SET EXERCISE: Only the pictures are to be left out; set down the rest of the records exactly.

Rows from a pointing dataset:

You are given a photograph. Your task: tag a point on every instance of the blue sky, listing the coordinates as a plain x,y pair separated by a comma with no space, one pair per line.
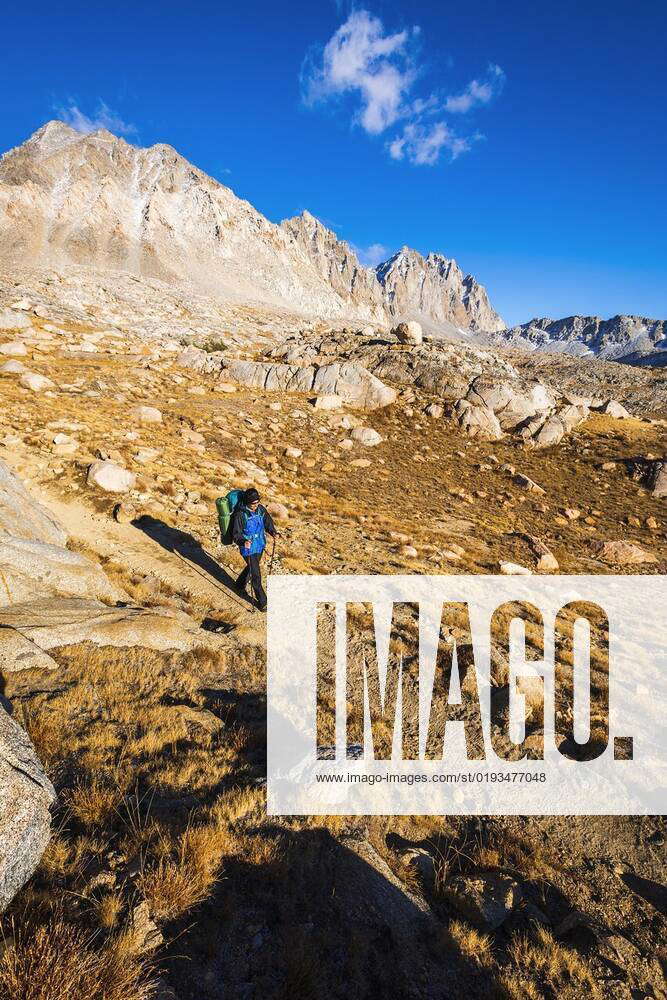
527,140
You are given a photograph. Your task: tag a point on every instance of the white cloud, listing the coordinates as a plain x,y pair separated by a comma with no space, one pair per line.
423,144
104,117
379,70
360,58
373,255
477,92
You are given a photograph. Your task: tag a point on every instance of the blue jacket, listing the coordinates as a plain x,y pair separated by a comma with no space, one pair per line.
251,526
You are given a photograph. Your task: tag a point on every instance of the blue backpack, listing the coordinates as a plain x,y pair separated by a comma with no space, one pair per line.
226,507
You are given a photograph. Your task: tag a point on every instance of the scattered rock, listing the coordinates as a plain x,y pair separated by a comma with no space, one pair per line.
514,569
366,436
329,401
485,900
54,622
10,320
614,409
13,368
527,484
146,933
146,414
110,477
24,517
14,349
25,797
125,513
36,383
622,553
278,511
409,333
651,473
477,421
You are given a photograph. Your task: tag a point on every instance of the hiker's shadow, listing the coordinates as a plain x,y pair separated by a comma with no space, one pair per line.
185,545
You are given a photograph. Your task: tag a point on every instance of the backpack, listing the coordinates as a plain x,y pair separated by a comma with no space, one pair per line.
226,507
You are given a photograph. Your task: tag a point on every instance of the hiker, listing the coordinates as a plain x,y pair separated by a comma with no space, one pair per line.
250,524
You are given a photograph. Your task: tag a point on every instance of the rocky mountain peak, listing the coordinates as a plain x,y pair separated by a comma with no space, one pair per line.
631,339
96,200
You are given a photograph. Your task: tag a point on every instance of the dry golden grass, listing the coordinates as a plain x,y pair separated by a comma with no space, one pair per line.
57,961
108,910
538,956
469,942
175,885
93,802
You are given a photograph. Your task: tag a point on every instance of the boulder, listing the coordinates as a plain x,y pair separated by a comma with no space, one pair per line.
13,368
477,421
36,383
30,569
622,553
10,320
110,477
514,569
19,653
555,427
53,622
513,402
366,436
278,511
348,380
651,473
25,797
192,357
146,414
14,349
24,517
409,333
486,900
614,409
526,483
328,402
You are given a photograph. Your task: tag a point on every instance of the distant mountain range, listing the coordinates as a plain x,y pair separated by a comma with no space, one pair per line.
97,201
630,339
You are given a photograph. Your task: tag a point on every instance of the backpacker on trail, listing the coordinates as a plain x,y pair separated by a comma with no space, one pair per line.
244,521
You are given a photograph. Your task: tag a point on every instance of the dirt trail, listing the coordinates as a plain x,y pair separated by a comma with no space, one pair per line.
157,550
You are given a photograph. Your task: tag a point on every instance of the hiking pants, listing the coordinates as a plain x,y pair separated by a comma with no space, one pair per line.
253,570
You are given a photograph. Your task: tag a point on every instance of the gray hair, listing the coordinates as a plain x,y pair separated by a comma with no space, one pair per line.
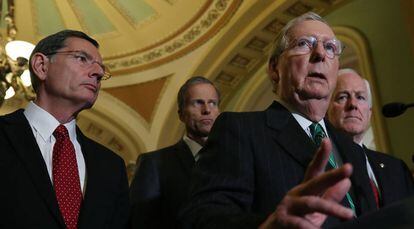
281,41
184,89
367,84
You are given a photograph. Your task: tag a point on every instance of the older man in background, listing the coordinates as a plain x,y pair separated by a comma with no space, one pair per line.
162,179
350,111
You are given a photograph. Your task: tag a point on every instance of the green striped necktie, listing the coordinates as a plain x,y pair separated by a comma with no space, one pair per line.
318,134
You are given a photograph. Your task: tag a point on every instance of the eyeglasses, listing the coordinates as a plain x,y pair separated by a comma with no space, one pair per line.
85,60
306,44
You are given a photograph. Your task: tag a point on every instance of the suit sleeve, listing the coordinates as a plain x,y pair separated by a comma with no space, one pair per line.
122,206
408,177
145,194
222,184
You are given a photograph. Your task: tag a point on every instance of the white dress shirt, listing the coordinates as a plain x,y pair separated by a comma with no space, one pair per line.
43,125
305,123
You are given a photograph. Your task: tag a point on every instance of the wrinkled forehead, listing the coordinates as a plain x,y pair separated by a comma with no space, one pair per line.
352,83
311,28
76,43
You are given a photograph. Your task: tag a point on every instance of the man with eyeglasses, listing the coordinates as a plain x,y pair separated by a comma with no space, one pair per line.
52,175
350,111
285,166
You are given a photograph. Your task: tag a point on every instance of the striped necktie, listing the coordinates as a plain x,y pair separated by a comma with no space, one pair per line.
318,134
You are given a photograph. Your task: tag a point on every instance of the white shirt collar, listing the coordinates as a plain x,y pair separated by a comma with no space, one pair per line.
193,145
44,123
303,122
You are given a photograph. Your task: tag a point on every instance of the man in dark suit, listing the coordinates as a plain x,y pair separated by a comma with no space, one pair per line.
162,179
259,169
52,175
350,111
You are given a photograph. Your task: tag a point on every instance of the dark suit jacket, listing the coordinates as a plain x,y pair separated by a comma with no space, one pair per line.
160,186
249,163
27,196
394,178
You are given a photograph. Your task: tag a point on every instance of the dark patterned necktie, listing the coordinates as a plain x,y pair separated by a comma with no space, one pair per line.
66,177
318,134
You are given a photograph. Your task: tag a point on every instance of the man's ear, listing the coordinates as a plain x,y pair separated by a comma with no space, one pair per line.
40,65
180,115
273,72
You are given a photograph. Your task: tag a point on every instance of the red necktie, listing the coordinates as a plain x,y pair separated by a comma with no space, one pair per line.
375,191
66,177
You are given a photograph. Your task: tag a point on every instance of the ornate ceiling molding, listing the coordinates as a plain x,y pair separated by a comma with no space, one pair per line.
191,36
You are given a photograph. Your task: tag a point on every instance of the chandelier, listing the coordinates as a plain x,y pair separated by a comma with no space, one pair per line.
14,65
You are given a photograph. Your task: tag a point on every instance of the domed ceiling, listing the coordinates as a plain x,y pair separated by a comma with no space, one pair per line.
134,34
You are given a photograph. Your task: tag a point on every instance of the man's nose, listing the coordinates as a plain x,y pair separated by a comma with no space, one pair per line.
318,53
352,103
96,70
206,109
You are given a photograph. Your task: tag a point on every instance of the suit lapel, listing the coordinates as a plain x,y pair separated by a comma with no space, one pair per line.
17,128
185,156
287,132
93,185
352,153
381,172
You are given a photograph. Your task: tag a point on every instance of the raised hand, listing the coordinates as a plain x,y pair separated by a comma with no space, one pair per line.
309,204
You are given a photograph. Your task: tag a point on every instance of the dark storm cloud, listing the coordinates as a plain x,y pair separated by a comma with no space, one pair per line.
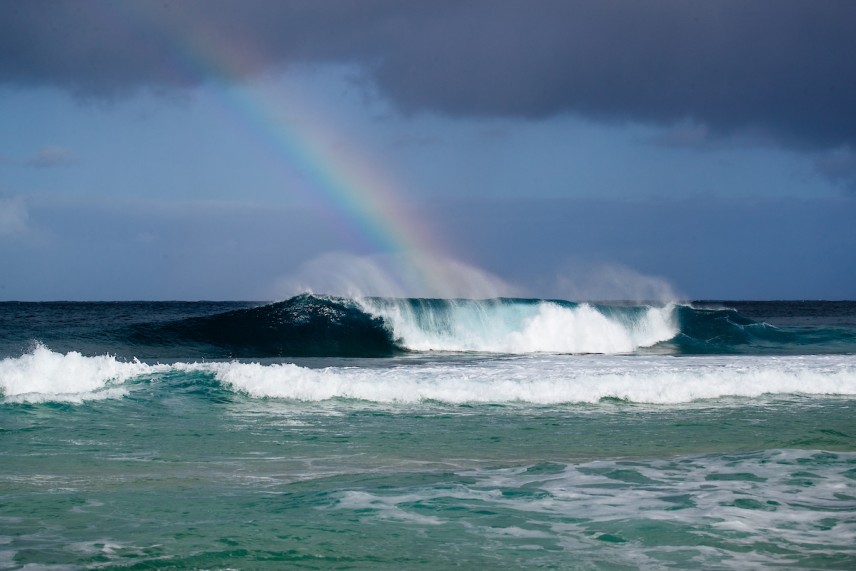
781,68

SOLUTION:
You are given a photograph. Your task: tag a point on every instance of the blue sky, listing the coordinates as a plain x,y pair separated by a comma with no space, one pair per line.
527,140
You are given a photograph. Your task: tag a point on every instance of the white cloud, listing the coordinates as a plain x,y pair separated by a comma with no space, one pair per line.
423,144
104,117
379,70
360,58
373,255
477,92
You are given a photograph. Your task: tag a point on every instance of the blue jacket, listing the coordinates as a plain x,y pair separated by a comma with no space, one pair per line.
251,526
You are given a photograph. Your task: tag a point on every instance of the blue backpack, listing the coordinates as a plain x,y pair separated by a comma with no space, one pair per line.
226,507
You are given a photograph. Your task: tag a point on every instance of the scattered rock, listing the coordinates as a plain x,y pair separated by a comma with no space, one pair per line.
514,569
366,436
329,401
485,900
54,622
10,320
614,409
13,368
527,484
146,933
146,414
110,477
24,517
14,349
25,797
125,513
36,383
622,553
278,511
409,333
651,473
477,421
You are given a photograph. Your task: tag a point on every instance of the hiker's shadow, listing the coordinates as a plain x,y pair separated by a comma with no space, one pair per line.
185,545
You are given a photograph. Your task: tag a point on every instance of the backpack, listing the coordinates as a plain x,y pair separated by a comma with no space, one pair per line.
226,507
You are given a photograph. Your task: tag a point on every instance of the hiker, listing the coordinates as a plain x,y pair separated by a comma with no space, one pair per line.
250,524
You are given a photograph. Your task: tag a point on every instance of the rocky mountain peak, listing the coordinates as a plain x,y pair separated by a comma with no space, one pair per line.
631,339
96,200
You are given a photograph. Your task: tag a point on every instance of the dry golden grass, listing the coordinates as a plain x,y pair separated by a comma with no space, one pair per line.
57,961
108,910
538,956
469,942
175,885
93,802
You are given a photograph. Your task: tag a point on every instance of the boulder, listing the coordinates as a plain x,y pair separated by a comma with no space, one pair per line.
13,368
477,421
36,383
30,569
622,553
10,320
110,477
514,569
19,653
555,427
53,622
513,402
366,436
278,511
348,380
651,473
25,797
192,357
146,414
14,349
24,517
409,333
486,900
614,409
526,483
328,402
You are given a photograph. Your task: tag a point on every instance of the distant mountain range, listing the coordinates as a plain x,y pair separated by a comma with no space, one pair per line.
97,201
630,339
You are given a photograph. Your task: tag a point on every instance of the backpacker on trail, listing the coordinates as a plain x,y pair separated by a comma with no space, one pair per line.
244,521
You are given a photograph. Your task: tag a point on every instance of the dirt trail, listing the coordinates as a plain x,y pair separated by a comma with no space, one pair per line.
157,550
You are given a photograph. Your task: tag a point on every instance of the hiking pants, listing the coordinates as a plain x,y pair separated by a comma with no space, one pair per line.
253,570
You are given a photograph. Your task: tag a point on every instance of the gray hair, listing the coordinates as a plain x,y pair separated by a comma with no space, one pair per line.
281,41
184,89
367,84
You are given a photograph. Your task: tag a point on every instance of the older man in background, listing the coordinates as a plain x,y pair separated by a comma with no space, one pair per line.
162,179
350,111
You are given a photograph. Your task: tag a point on every instance of the green striped necktie, listing the coordinates as a plain x,y pair separated by a comma with no space, one pair per line.
318,134
You are given a photograph. Your task: tag a point on every instance of the eyeglasses, listing the coordinates as a plain x,y pair separated by a comma with no space, one pair per line.
85,60
306,44
You are given a photograph. Your task: tag a point on every instance of the suit sleeve, listing the coordinates as a plain x,y pair separated by a comma with no space, one pair per line.
122,206
408,177
145,194
222,184
You are given a photograph. Your task: tag a point on every instance of the white dress shirt, listing the coordinates as a plain x,y pair separated by a comma with no space, one pair per line.
43,125
305,123
You are given a photograph. Your task: tag a point on every instance of the wrinkled forehead, listing the coordinates as a plain x,y pair separated by a comma with no space, one pair per line.
352,83
311,28
76,43
You are given a photograph. Your task: tag a point on every instance of the man with eyeglasses, listing the coordinates as a plain x,y pair separated by a comma with no space, one pair per line.
52,175
350,111
285,166
You are given a photograph. Your task: tag a point on every instance of the striped necktie, listing the coordinates as a plain x,y pair separated by a comma with no space, one pair per line.
318,134
You are given a photograph. Your task: tag a point on every instance of the white shirt collar, listing the coordinates as a plain x,y pair separated by a comma with no space, one pair per line.
193,145
44,123
303,122
You are given a photograph. Your task: tag a point on every instance of the man in dark suit, listing the coordinates as a plain x,y pair separated by a comma with no space, one pair per line.
162,179
259,169
52,175
350,111
You are given a photograph. Your task: tag a point on every instance of the dark suit jacket, listing the coordinates as a plain x,y pair separated by a comma with no space, one pair per line.
160,186
249,163
27,196
394,178
You are given a photograph. Your task: tag a point on every instance of the dark patterned necktie, listing the coordinates as a plain x,y pair separated by a comma with no space, one pair per line.
66,177
318,134
You are given a photograph. Your task: tag a point on every instance of the man's ear, listing the coordinates as a plain x,y pair separated by a comma with no space, one pair per line.
40,65
180,115
273,72
You are given a photograph. Your task: tag a point on every instance of the red necktie, listing the coordinates as a plain x,y pair separated by a comma with no space, one pair per line.
375,191
66,177
You are given a photograph. Your task: tag a point on every instance of the ornate ceiling molding, listing the coordinates as a plain x,y pair separated by a comma with no space, one pair per line.
191,36
You are given a photograph. Your task: tag a point on every instance of the chandelier, listing the coordinates as a plain x,y pair separated by a comma with no space, one pair per line.
14,65
You are given a photograph. Your task: tag a point on every instance of the domed ceiling, listing the coordinates as a plain x,y pair separated by a comma with no space, one pair per line.
134,34
You are given a photograph. Your task: tag a point on every instance of the man's nose, listing the coordinates as a plain x,y pair separated by a comma with no space, one pair per line.
318,53
352,103
96,70
206,109
You are given a photograph. Your task: tag a point on every instance of the suit lapel, listing the coordinates as a plain x,y pair separated by a comma with no space, one pair per line.
17,128
185,156
287,132
93,185
352,153
381,172
You are given a photograph. Your task: tag a point on every instance of the raised hand, listing the coordinates as a plain x,y pair separated by a comma with no space, one pair per line.
309,204
You are given a photograph. Your task: tag a point on every instance of the dark storm cloud, listing the coordinates as a plain x,y pair separated by a comma with no space, one pair per line.
781,68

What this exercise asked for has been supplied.